TO DO:
**A)** Can you copy the article on the PeARL laboratory word for word, starting with "The Laboratory launched" and going on through "University of London."?
**B)** How would you put this sentence from the PeARL article into Spanish: "The aim of the project is to understand how research and artistic practices influence each other."

SOURCE PASSAGE:
The Interdisciplinary Approach in Our International Laboratory Is not Just Empty Words
This October, the Doctoral School of Arts and Design, together with HSE Art and Design School and Goldsmiths College, launched a new project. The Performance Artistic Research Laboratory (PeARL) brings together artists and scholars of various fields to collaborate in studies and experiments to develop ‘Practice as Research’ (PaR).
HSE News Service spoke with Liudmila Alyabieva, Laboratory Co-director and Academic Director of the Doctoral School of Arts and Design; Anna Furse, Professor at Goldsmiths, and project participants about their first impressions of the project.
PeARL is an interdisciplinary laboratory for the study of a field of art that today can mean ‘performance’ in an academic context. The aim of the project is to understand how research and artistic practices influence each other.
The Laboratory launched on October 21st. According to its creators Liudmila Alyabieva and Anna Furse, PeARL has become the first joint project of HSE University’s Doctoral School of Arts and Design and Goldsmiths, University of London.

MATERIAL SHOWN:
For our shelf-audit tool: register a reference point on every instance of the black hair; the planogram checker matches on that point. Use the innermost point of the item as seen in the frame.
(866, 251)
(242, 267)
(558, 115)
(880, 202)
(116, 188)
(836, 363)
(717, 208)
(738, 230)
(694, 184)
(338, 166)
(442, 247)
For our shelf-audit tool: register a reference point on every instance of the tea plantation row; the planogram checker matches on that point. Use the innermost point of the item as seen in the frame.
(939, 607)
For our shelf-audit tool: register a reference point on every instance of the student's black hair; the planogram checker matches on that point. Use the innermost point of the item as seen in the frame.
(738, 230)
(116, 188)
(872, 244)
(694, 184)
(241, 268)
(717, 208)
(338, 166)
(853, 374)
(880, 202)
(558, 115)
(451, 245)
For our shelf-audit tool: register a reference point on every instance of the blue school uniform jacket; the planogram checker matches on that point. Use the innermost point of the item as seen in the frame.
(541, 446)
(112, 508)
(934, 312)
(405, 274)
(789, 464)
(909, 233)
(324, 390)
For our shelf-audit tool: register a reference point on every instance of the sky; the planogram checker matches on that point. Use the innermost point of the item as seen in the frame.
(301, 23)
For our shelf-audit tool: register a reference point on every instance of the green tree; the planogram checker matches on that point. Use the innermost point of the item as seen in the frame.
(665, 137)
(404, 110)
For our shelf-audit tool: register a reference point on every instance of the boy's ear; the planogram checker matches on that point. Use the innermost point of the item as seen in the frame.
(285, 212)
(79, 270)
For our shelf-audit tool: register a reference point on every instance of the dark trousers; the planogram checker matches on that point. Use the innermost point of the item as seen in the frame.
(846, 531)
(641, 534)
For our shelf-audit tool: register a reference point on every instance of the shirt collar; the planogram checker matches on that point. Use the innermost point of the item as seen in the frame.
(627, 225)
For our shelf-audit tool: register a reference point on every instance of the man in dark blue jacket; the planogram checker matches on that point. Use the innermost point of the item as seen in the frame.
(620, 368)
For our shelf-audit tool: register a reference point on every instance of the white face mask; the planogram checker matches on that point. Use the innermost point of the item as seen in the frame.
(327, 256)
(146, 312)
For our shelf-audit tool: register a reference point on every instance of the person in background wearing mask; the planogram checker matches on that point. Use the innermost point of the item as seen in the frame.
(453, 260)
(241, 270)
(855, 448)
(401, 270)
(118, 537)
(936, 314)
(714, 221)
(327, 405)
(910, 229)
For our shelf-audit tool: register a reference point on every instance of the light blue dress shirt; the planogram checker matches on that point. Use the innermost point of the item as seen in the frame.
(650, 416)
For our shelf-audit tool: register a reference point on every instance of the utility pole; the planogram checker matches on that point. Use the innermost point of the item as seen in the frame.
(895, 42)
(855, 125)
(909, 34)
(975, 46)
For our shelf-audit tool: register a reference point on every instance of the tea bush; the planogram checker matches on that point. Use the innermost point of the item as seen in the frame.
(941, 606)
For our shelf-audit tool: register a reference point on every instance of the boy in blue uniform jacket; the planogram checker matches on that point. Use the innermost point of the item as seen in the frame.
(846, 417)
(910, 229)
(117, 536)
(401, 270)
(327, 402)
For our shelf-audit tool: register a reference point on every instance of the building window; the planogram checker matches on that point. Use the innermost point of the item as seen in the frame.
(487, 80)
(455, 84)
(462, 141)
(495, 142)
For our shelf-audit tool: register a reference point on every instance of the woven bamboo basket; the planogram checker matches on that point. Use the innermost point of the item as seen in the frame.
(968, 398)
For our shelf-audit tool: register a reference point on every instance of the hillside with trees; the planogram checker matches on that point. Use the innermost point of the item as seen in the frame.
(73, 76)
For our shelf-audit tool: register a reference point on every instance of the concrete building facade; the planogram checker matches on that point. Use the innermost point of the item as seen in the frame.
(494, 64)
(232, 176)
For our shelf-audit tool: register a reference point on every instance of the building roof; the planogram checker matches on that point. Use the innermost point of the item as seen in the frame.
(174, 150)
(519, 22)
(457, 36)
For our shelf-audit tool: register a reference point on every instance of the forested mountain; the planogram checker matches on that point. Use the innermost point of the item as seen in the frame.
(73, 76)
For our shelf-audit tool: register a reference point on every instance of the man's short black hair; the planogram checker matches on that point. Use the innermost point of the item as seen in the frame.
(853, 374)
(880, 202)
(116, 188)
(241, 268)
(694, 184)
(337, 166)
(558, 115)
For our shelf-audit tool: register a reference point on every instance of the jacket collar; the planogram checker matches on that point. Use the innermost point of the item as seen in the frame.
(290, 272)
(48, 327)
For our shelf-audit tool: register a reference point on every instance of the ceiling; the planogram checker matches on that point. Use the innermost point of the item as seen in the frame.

RESPONSES FOR EACH TASK:
**A)**
The Laboratory launched on October 21st. According to its creators Liudmila Alyabieva and Anna Furse, PeARL has become the first joint project of HSE University’s Doctoral School of Arts and Design and Goldsmiths, University of London.

**B)** El objetivo del proyecto es comprender cómo las prácticas de investigación y las artísticas se influyen mutuamente.